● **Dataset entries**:
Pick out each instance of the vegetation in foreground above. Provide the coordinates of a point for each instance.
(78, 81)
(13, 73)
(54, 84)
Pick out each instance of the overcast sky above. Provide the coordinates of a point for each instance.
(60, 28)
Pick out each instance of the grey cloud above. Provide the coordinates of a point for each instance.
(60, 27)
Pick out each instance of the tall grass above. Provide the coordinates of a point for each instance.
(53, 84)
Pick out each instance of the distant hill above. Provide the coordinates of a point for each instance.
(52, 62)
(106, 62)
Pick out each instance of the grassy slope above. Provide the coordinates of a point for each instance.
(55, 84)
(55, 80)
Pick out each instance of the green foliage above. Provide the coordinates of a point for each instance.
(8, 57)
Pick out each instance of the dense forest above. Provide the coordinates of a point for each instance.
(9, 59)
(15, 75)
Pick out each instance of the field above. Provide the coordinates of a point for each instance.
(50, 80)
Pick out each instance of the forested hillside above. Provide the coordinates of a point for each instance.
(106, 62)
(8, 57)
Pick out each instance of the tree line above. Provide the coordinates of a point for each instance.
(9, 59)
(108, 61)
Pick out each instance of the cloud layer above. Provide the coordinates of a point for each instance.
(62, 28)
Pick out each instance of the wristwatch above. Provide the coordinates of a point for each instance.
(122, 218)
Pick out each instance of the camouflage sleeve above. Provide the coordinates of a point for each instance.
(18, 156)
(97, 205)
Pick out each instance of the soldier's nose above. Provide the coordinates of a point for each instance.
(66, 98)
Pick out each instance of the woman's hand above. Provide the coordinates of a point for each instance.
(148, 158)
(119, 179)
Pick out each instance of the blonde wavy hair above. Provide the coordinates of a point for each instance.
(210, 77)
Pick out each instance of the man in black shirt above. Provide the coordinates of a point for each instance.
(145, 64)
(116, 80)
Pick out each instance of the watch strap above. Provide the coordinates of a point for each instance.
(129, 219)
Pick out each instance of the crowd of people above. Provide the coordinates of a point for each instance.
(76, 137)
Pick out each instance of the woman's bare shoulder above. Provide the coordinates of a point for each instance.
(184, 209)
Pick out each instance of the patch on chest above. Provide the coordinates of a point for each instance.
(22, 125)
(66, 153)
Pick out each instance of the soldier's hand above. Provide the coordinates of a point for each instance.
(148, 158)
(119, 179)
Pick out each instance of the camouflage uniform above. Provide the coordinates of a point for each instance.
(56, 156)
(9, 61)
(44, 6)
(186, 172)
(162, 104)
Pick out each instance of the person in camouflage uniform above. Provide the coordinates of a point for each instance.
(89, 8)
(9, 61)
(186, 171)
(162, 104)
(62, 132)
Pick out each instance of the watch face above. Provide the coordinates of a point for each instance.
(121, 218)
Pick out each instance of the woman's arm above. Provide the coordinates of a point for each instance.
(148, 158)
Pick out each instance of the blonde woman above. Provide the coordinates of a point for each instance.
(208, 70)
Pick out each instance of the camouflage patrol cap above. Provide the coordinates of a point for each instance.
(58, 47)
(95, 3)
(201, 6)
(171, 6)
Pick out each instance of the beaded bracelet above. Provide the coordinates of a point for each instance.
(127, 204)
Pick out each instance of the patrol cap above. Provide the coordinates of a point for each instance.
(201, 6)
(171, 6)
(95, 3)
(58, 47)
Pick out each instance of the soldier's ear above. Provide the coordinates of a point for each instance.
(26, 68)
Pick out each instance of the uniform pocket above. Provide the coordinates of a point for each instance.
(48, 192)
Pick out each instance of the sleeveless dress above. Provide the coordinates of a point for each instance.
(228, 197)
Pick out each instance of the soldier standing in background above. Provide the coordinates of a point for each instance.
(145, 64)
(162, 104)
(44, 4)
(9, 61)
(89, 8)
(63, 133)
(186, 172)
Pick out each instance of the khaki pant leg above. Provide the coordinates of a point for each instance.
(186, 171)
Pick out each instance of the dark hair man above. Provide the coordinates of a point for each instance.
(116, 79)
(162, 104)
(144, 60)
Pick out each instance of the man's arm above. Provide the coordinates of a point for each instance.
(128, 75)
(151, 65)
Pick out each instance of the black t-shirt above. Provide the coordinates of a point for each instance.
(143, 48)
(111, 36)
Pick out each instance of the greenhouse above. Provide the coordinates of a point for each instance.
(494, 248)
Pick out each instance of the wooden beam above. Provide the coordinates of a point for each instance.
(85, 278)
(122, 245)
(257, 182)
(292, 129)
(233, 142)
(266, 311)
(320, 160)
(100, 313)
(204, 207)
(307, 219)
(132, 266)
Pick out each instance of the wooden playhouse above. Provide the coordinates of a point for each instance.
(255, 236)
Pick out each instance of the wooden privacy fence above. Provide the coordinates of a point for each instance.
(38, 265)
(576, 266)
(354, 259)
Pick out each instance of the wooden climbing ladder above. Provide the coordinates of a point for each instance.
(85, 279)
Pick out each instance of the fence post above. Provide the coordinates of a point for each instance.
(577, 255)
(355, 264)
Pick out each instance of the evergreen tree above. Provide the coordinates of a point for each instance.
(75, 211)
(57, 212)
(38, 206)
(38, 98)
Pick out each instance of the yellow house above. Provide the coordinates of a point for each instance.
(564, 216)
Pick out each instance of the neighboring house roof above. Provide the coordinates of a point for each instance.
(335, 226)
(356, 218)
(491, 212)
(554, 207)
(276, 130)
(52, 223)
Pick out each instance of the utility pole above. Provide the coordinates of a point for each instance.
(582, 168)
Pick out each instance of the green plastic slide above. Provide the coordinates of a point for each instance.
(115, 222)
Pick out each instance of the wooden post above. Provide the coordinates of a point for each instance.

● **WRITTEN REQUEST**: Word for word, write out all of the data above.

● **RESULT**:
Pick out each instance of the vegetation in foreground above. Provide the coordinates of a point for each instance.
(78, 81)
(13, 73)
(54, 84)
Pick out each instance of the overcast sky above. Provide the coordinates of a point for each instance.
(60, 28)
Pick out each instance of the grey cloud above. Provide the coordinates of a point for each instance.
(60, 27)
Pick out each instance of the tall grass above. Provide the coordinates of a point for each instance.
(53, 84)
Pick out each instance of the distant hill above. Provide the coordinates of a point for each instance.
(52, 62)
(106, 62)
Pick out each instance of the grassy slope above. Provide the coordinates of a point for each instance.
(55, 84)
(55, 80)
Pick out each instance of the green foliage above. Provide the coordinates of a point for each instance.
(8, 57)
Pick out each instance of the dense forest above. Provide the coordinates of a point for each instance.
(9, 59)
(15, 75)
Pick out each instance of the field above. Provide the coordinates of a point for each instance.
(50, 80)
Pick out each instance of the forested hillside above. Provide the coordinates of a point for each instance.
(106, 62)
(8, 57)
Pick out each instance of the tree line above. Provide the coordinates of a point for each instance.
(9, 59)
(108, 61)
Pick out each instance of the cloud layer above. Provide the coordinates of a point for each instance.
(62, 28)
Pick out each instance of the wristwatch above. Provide the coordinates of a point for each instance.
(122, 218)
Pick out each instance of the camouflage sleeve above. Provide the coordinates of a point for each instance.
(18, 156)
(97, 205)
Pick out each instance of the soldier's nose above. Provide the coordinates of a point for each instance.
(66, 98)
Pick out each instance of the woman's hand above. Provide the coordinates of a point for each instance.
(148, 158)
(119, 179)
Pick out each instance of the blonde wavy hair above. Provide the coordinates of a point for each instance.
(210, 77)
Pick out each instance of the man in black shirt above. Provide the coordinates of a point for each instance.
(145, 64)
(116, 80)
Pick out each instance of the watch strap above. Provide the coordinates of a point for each instance.
(129, 219)
Pick out each instance of the crowd of people above. Provide the coordinates of a point for each instance.
(76, 137)
Pick out each instance of the woman's bare shoulder above. Provide the coordinates of a point for each instance.
(184, 209)
Pick out each instance of the patch on chest above. Provide the coordinates of a point for each instance.
(22, 125)
(66, 153)
Pick out each instance of the soldier's hand above. Provide the coordinates of a point for each instance.
(148, 158)
(119, 179)
Pick out each instance of the camouflage uniform above. Provide the coordinates of a point for each instance.
(56, 156)
(9, 61)
(44, 6)
(186, 172)
(162, 104)
Pick out each instance of the person in camouflage uniform above. Provide the coordinates of a point for each instance.
(89, 8)
(9, 61)
(186, 171)
(162, 104)
(62, 132)
Pick out each instance of the watch face above. Provide the coordinates of a point for each instance.
(121, 218)
Pick out each instance of the woman's arm above. Provide the coordinates of a point for each instance.
(148, 158)
Pick out each instance of the blonde woman above. Provide the coordinates of a point for each instance.
(208, 70)
Pick out each instance of the camouflage patrol cap above. Provide the coordinates of a point for each instance.
(58, 47)
(95, 3)
(201, 6)
(171, 6)
Pick out each instance of the beaded bracelet above. Provide the coordinates of a point for each instance.
(127, 204)
Pick out each instance of the patrol cap above. Provide the coordinates of a point for each instance.
(201, 6)
(171, 6)
(95, 3)
(58, 47)
Pick out each instance of the soldier's ear above. Provide the coordinates of a point for each instance.
(26, 68)
Pick out each instance of the uniform pocket above. Provide the coordinates of a point for each instance.
(48, 192)
Pick out each instance of the sleeveless dress above. Provide the coordinates of a point for each instance.
(228, 197)
Pick out each instance of the soldier standing in background above. Provide the coordinates of a point for each instance.
(145, 64)
(162, 104)
(44, 4)
(9, 61)
(89, 8)
(63, 133)
(186, 172)
Pick out each instance of the khaki pant leg above. Provide the coordinates of a point for each instance.
(186, 171)
Pick out each instance of the dark hair man above. Provide the coordinates of a point for each instance.
(116, 79)
(162, 104)
(144, 60)
Pick out each instance of the man's arm above. Provide the coordinates of a point for each instance.
(128, 75)
(151, 65)
Pick out each instance of the black t-shirt above. Provide the coordinates of a point for each instance.
(143, 48)
(111, 36)
Pick out each instance of the greenhouse above. Provide the coordinates of a point for each instance.
(494, 248)
Pick out each instance of the wooden beam above. Provide the coordinates of a point for each instance.
(85, 278)
(122, 245)
(257, 182)
(292, 129)
(233, 142)
(266, 311)
(320, 160)
(100, 313)
(204, 207)
(307, 219)
(132, 266)
Pick out each instance of the wooden playhouse above. Provide the coordinates of a point for each instance.
(255, 236)
Pick out each instance of the wooden privacy fence above. Provide the coordinates of a point for each instance.
(38, 265)
(576, 266)
(354, 259)
Pick out each instance of the wooden climbing ladder above. Provide the coordinates of a point for each instance.
(85, 279)
Pick out each instance of the fence post above. Provide the coordinates of a point for each instance.
(577, 255)
(355, 264)
Pick out each instance of the evergreen tree above. Provide the coordinates of a point for each instance.
(75, 211)
(57, 212)
(38, 206)
(38, 98)
Pick out each instance of the yellow house above. Provide the coordinates of a point for each instance.
(564, 216)
Pick out each instance of the neighboring house roof above. Provide the coordinates of a point for each instance.
(335, 226)
(356, 218)
(491, 212)
(554, 207)
(276, 130)
(52, 223)
Pick out each instance of the utility pole above. Provide the coordinates of a point for each instance.
(582, 168)
Pick out each instance of the green plastic slide above. Provide the coordinates of a point for each instance.
(115, 222)
Pick out each instance of the wooden post above. Provide the coordinates of a point for each instance.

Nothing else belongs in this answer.